■ **Given request**:
Rewrite the material below, replacing "pin" with "marker" wherever it occurs and leaving everything else unchanged.

■ **Working data**:
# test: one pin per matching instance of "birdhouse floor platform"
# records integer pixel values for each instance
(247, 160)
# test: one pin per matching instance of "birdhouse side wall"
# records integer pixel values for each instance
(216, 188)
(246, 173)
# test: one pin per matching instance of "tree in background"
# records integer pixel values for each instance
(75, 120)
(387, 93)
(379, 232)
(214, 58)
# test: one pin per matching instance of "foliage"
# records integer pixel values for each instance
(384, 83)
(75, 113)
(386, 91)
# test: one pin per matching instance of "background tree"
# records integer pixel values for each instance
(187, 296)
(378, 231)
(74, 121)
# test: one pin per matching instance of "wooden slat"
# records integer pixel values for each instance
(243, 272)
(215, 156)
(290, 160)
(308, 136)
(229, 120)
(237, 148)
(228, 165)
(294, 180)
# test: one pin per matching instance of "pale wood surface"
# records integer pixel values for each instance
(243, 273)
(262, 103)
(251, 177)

■ **Response to the exercise**:
# test: one marker per matching instance of "birdhouse floor platform"
# records integer pixel values for each instance
(247, 160)
# test: one marker per matching instance of "birdhouse side wall"
# records integer pixel values for each instance
(216, 188)
(246, 173)
# test: one marker per matching instance of "tree in background"
# records integer pixel values for each instance
(75, 120)
(387, 93)
(379, 232)
(214, 58)
# test: one marker per matching instance of "foliage"
# records integer pixel values for each instance
(384, 83)
(75, 113)
(386, 91)
# test: one marker per matching instance of "background tree"
# records integer pixel values for each instance
(187, 296)
(378, 231)
(74, 121)
# test: one marker per matching instance of "wooden slat"
# records integer pixel values for each instance
(243, 272)
(215, 156)
(290, 160)
(308, 136)
(229, 120)
(237, 148)
(228, 165)
(294, 180)
# test: one marker per matching instance of "pale wood surface"
# records integer pixel values for each instance
(243, 273)
(262, 103)
(251, 177)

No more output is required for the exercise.